### Required task
Reproduce every one of the following items verbatim, preserving each line without alteration.

### Dataset extract
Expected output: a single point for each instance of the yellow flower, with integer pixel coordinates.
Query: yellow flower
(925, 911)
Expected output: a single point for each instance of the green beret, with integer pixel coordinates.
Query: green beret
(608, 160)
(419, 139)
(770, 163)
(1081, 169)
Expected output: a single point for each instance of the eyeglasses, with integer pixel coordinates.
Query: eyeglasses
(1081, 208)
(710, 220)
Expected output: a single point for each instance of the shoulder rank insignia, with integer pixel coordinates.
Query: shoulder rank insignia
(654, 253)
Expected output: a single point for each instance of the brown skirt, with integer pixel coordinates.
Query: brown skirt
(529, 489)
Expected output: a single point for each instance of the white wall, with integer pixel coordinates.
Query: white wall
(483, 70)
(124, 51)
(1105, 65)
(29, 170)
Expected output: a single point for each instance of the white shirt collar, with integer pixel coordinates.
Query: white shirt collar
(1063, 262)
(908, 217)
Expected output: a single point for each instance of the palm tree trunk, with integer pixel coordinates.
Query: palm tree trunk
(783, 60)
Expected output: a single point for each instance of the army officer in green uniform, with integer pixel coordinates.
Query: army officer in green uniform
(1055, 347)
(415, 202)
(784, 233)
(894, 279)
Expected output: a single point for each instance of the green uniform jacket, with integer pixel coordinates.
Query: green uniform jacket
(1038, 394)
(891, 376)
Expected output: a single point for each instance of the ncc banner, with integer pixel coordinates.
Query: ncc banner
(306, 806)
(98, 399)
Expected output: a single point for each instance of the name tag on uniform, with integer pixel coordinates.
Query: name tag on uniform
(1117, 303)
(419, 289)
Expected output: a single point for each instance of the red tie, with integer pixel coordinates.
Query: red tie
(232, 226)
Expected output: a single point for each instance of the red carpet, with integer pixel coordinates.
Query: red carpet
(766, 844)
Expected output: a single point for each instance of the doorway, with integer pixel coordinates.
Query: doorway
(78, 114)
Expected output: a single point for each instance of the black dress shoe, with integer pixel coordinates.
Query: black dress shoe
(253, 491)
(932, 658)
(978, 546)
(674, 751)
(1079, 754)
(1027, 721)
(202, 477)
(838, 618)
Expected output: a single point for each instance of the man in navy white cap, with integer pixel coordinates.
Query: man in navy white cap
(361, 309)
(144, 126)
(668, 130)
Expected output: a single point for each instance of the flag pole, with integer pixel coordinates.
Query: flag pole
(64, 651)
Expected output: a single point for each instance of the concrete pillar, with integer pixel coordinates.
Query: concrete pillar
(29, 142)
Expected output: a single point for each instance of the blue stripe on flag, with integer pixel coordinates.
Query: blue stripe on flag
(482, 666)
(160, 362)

### Exercise solution
Expected output: a single point for each instance of the yellow flower, with integer pixel coordinates.
Query: yellow flower
(925, 911)
Expected output: a single point for each instance of the green beret, with integer pixel coordinates.
Query: green beret
(608, 160)
(419, 139)
(770, 163)
(1081, 169)
Expected output: a single point for each instance of the eyeglasses, with integer pixel coordinates.
Query: eyeglasses
(1081, 208)
(710, 220)
Expected output: a single point for each instance of the shoulder rank insignia, with integer pixel coordinates.
Query: shoulder rank insignia
(654, 253)
Expected output: a single point for each instance of the brown skirt, with integer pixel coordinates.
Query: brown skirt
(529, 489)
Expected output: a single point for each instance of the white wall, with integer pixel coordinates.
Query: white wall
(483, 70)
(124, 51)
(1105, 65)
(29, 170)
Expected output: a single point for each instance of the white shirt collar, with integer pixel coordinates.
Query: white shirt collar
(1063, 262)
(908, 217)
Expected output: a single point for each instance of the palm tree trunk, with integer pixel coordinates.
Query: palm tree trunk
(783, 60)
Expected output: a single point for each instance of the army officer in green uniform, with integer pixel coordinates.
Query: army officer in green uniform
(1055, 347)
(415, 202)
(784, 233)
(894, 279)
Expected output: a single point for each instance of the green uniform jacket, with integer pixel coordinates.
Query: green uniform jacket
(1038, 394)
(891, 376)
Expected output: a single point for each instance of the ncc banner, with integer pixel coordinates.
Query: ncc banner
(306, 806)
(98, 399)
Expected output: a single point for each instance of the name tag on uniform, with integer pixel coordinates.
Query: name tag on uniform
(1117, 303)
(419, 289)
Expected output: a single point for each instance of the red tie, with integer pixel coordinates.
Query: red tie
(232, 226)
Expected output: a single point for each instance of the red carpet, with integer pixel coordinates.
Query: red carpet
(766, 844)
Expected output: a single point for each instance of the doorway, with integer pixel coordinates.
Query: doorway
(78, 114)
Expected output: a single point for each instance of the black dress shoe, with integer pixel coordinates.
Query: black dress shoe
(253, 491)
(932, 658)
(978, 546)
(674, 751)
(1079, 754)
(1027, 721)
(202, 477)
(838, 618)
Expected output: a single point for each instance of the man in navy white cap, with integer pixel coordinates.
Query: man in navy white cap
(361, 309)
(144, 126)
(668, 130)
Expected output: a single point for each instance of the flag pole, with integer pixel coordinates.
Query: flag pole
(64, 651)
Expected output: a single point for each instance of the concrete pillar, with integer pixel coordinates.
Query: concrete pillar
(29, 142)
Expected output: a single point for each instance of the blue stripe on flag, with integer pixel coordinates.
Query: blue stripe on flag
(482, 666)
(160, 362)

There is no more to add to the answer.